Edit the material below by changing each "in this photo" to "in this image" and keeping every other line unchanged.

── SOURCE MATERIAL ──

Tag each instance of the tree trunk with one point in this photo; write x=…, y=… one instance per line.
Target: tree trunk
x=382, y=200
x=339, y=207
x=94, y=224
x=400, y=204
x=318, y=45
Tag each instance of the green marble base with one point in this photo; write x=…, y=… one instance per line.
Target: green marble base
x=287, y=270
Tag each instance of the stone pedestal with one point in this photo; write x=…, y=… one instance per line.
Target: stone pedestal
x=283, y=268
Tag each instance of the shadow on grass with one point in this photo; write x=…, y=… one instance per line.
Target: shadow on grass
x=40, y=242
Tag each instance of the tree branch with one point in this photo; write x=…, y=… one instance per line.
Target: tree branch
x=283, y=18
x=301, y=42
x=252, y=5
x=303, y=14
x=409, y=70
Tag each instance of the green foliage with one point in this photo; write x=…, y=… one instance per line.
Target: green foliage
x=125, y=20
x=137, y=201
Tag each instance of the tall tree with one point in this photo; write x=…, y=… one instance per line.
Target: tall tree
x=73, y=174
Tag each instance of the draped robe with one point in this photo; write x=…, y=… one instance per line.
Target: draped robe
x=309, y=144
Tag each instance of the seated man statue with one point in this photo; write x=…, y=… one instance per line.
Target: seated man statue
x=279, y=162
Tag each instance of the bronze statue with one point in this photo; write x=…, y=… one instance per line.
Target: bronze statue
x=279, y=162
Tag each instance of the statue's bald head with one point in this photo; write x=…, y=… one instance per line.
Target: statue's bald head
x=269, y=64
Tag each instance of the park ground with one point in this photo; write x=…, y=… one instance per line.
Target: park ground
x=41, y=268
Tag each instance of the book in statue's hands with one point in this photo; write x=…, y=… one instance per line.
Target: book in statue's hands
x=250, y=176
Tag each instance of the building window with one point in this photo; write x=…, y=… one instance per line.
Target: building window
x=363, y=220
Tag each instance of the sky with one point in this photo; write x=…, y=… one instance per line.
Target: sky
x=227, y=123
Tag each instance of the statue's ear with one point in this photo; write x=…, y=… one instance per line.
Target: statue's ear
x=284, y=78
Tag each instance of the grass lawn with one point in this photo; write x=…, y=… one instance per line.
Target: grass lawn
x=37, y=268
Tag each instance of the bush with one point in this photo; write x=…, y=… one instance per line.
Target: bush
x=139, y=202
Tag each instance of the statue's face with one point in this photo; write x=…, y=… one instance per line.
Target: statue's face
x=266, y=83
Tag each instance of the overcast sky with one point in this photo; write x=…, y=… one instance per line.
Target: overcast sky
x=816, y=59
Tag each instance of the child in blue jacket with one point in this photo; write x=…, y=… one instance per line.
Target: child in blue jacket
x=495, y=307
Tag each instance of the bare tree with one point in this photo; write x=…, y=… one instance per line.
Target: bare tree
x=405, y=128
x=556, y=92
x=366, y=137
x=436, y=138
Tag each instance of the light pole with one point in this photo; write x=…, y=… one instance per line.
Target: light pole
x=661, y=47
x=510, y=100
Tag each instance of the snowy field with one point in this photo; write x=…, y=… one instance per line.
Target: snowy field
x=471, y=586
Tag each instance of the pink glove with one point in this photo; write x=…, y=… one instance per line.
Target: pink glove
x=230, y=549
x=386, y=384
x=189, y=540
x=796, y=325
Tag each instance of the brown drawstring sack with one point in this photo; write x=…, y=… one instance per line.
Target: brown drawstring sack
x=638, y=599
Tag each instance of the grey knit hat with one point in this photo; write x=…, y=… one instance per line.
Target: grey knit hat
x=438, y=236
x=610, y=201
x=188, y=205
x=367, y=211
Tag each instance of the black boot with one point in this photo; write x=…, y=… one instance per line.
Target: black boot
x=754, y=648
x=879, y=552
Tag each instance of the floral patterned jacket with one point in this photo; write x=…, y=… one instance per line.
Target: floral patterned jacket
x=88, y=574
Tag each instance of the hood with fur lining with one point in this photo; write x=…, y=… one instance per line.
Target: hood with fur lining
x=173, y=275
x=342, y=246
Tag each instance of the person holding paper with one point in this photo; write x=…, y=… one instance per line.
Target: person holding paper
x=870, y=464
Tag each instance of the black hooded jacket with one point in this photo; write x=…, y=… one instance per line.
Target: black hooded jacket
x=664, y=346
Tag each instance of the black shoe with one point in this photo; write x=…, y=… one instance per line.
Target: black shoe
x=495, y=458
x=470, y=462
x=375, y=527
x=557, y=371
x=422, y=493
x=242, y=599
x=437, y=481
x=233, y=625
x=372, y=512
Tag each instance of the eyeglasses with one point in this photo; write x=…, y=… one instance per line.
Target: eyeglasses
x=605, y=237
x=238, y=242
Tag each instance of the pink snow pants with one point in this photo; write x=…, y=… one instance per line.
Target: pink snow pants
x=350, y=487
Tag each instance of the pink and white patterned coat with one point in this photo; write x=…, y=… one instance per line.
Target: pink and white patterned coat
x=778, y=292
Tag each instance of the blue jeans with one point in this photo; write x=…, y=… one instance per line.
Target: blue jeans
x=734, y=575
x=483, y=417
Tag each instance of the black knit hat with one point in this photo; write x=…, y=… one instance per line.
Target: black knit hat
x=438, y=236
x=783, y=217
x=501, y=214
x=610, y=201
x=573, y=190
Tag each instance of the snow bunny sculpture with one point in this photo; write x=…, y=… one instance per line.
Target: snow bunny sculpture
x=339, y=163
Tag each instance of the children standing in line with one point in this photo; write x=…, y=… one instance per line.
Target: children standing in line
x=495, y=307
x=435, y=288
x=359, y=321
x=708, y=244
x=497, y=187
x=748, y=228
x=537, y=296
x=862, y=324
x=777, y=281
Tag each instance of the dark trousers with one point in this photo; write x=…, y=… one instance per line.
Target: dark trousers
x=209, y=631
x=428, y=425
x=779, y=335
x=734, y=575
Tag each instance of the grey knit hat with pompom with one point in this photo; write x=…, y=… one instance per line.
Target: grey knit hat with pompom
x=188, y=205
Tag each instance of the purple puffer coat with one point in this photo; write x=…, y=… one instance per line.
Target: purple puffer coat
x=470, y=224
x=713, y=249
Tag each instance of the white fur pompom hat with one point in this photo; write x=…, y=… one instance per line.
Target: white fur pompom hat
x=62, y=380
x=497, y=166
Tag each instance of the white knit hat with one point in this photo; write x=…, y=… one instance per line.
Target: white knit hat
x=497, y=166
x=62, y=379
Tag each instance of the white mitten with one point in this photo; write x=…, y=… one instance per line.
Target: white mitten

───

• **OUTPUT BELOW**
Tag each instance of the tree trunk with one point in this image; write x=…, y=… one instance per line.
Target: tree trunk
x=382, y=200
x=339, y=207
x=94, y=224
x=400, y=204
x=318, y=45
Tag each instance of the green marble base with one point in this image; write x=…, y=… one instance per line.
Target: green marble base
x=287, y=270
Tag each instance of the stone pedestal with one point in this image; write x=…, y=… one instance per line.
Target: stone pedestal
x=283, y=268
Tag each instance of the shadow on grass with one point in this image; write x=…, y=… one instance per line.
Target: shadow on grass
x=40, y=242
Tag each instance of the tree branch with one point in this image; write x=…, y=… one instance per line.
Target: tree branch
x=283, y=18
x=301, y=42
x=252, y=5
x=303, y=14
x=409, y=70
Tag each instance of the green foliage with one point in this image; write x=…, y=… one instance per line.
Target: green foliage
x=125, y=20
x=137, y=201
Tag each instance of the tall tree with one point in this image; write x=…, y=… one instance per line.
Target: tall tree
x=73, y=174
Tag each instance of the draped robe with one point in this image; write x=…, y=… one instance per line.
Target: draped robe
x=309, y=144
Tag each instance of the seated man statue with one point in this image; write x=…, y=… one instance per line.
Target: seated man statue
x=279, y=162
Tag each instance of the bronze statue with one point in this image; write x=…, y=… one instance per line.
Target: bronze statue
x=279, y=162
Tag each instance of the statue's bald head with one point in this image; write x=…, y=… one instance per line.
Target: statue's bald head
x=269, y=64
Tag each instance of the park ground with one point in this image; write x=…, y=… one instance per line.
Target: park ground
x=41, y=268
Tag each instance of the book in statue's hands with one point in this image; write x=…, y=… one instance per line.
Target: book in statue's hands
x=250, y=176
Tag each instance of the building window with one point in this image; write x=…, y=… one instance per line.
Target: building window
x=363, y=220
Tag each instance of the sky with one point in this image; write x=…, y=… one instance per line.
Target: sky
x=227, y=123
Tag each instance of the statue's ear with one point in this image; write x=…, y=… one instance per line.
Target: statue's ear
x=284, y=78
Tag each instance of the grass lawn with one point in this image; write x=…, y=… one instance per line.
Target: grass lawn
x=37, y=268
Tag each instance of the bush with one point in this image; write x=…, y=… one instance per line.
Target: bush
x=139, y=202
Tag each instance of the statue's face with one point in this image; write x=…, y=… one instance per line.
Target: statue's face
x=266, y=83
Tag each instance of the overcast sky with one point in this image; write x=…, y=… one instance per line.
Target: overcast sky
x=816, y=59
Tag each instance of the child in blue jacket with one point in this image; write x=…, y=… one instance per line.
Target: child in blue jacket
x=495, y=307
Tag each instance of the bare tree with one point in this image; write x=…, y=… one instance per line.
Target: bare tree
x=405, y=128
x=556, y=92
x=366, y=137
x=436, y=138
Tag each instance of the light pole with one point in this image; write x=…, y=… one instance per line.
Target: light pole
x=661, y=47
x=510, y=100
Tag each instance of the snowy field with one point in this image; write x=…, y=… one instance per line.
Target: snowy field
x=471, y=586
Tag each instance of the pink glove with one point in this image; write x=…, y=… one instance per line.
Target: pink glove
x=230, y=549
x=386, y=384
x=189, y=540
x=796, y=325
Tag each instance of the brown drawstring sack with one point in this image; write x=…, y=… one instance per line.
Target: brown drawstring sack
x=638, y=599
Tag each instance of the grey knit hat with one point in this image; write x=…, y=… one instance per line.
Target: grey knit hat
x=438, y=236
x=610, y=201
x=188, y=205
x=367, y=211
Tag each instance of the black boot with one point in this image; write x=…, y=… one instance per line.
Target: black boot
x=754, y=648
x=879, y=552
Tag each instance of the floral patterned jacket with one point in this image; write x=…, y=… one instance per line.
Target: floral patterned jacket
x=88, y=574
Tag each instance of the hood with fur lining with one point in this image; write x=…, y=… one instance per line.
Target: hood with fur lining
x=173, y=275
x=342, y=246
Tag each instance of the person holding paper with one point in this image; write x=…, y=… one instance per line.
Target: person holding paper
x=870, y=464
Tag each instance of the black hooded jacket with one point in this image; write x=…, y=… one instance per line.
Target: black hooded jacket
x=664, y=346
Tag each instance of the black shoe with one point in this image; write x=…, y=… one instance per line.
Target: black shoe
x=495, y=458
x=470, y=462
x=375, y=527
x=557, y=371
x=422, y=493
x=242, y=599
x=437, y=481
x=233, y=625
x=372, y=512
Tag each instance of the eyeglasses with one point in this image; write x=…, y=… one instance per line.
Target: eyeglasses
x=605, y=237
x=238, y=242
Tag each instance of the pink snow pants with one point in this image; write x=…, y=… one instance per line.
Target: pink snow pants
x=350, y=487
Tag each instance of the pink and white patterned coat with one point in this image; write x=…, y=… one instance per line.
Target: pink and white patterned coat
x=778, y=292
Tag each instance of the blue jeans with one point in this image; write x=…, y=… one instance per line.
Target: blue jeans
x=734, y=575
x=483, y=417
Tag each instance of the black knit hat with one point in this image; write x=…, y=… one instance per line.
Target: black knit hat
x=438, y=236
x=783, y=217
x=501, y=214
x=610, y=201
x=573, y=190
Tag each instance of the snow bunny sculpture with one point in this image; write x=…, y=… one instance per line.
Target: snow bunny sculpture
x=339, y=163
Tag each instance of the children standing in line with one point in this image; write x=…, y=… one instance per line.
Target: children standing in line
x=495, y=307
x=435, y=288
x=359, y=321
x=708, y=244
x=497, y=187
x=748, y=228
x=537, y=296
x=862, y=324
x=777, y=281
Tag each instance of the dark trousers with one point in this image; write x=…, y=… one instance per line.
Target: dark trousers
x=209, y=631
x=428, y=425
x=779, y=335
x=734, y=575
Tag each instance of the grey knit hat with pompom with one point in this image; write x=…, y=… one instance per line.
Target: grey knit hat with pompom
x=188, y=205
Tag each instance of the purple puffer coat with one point in this image; write x=…, y=… one instance per line.
Target: purple puffer coat
x=470, y=224
x=713, y=249
Tag each instance of the white fur pompom hat with one point in this image; write x=…, y=… one instance per line.
Target: white fur pompom hat
x=62, y=380
x=497, y=166
Tag each instance of the white knit hat with one point in this image; write x=…, y=… one instance per line.
Target: white knit hat
x=497, y=166
x=62, y=379
Tag each instance of the white mitten with one point in this image; write x=…, y=… one instance per line.
Target: white mitten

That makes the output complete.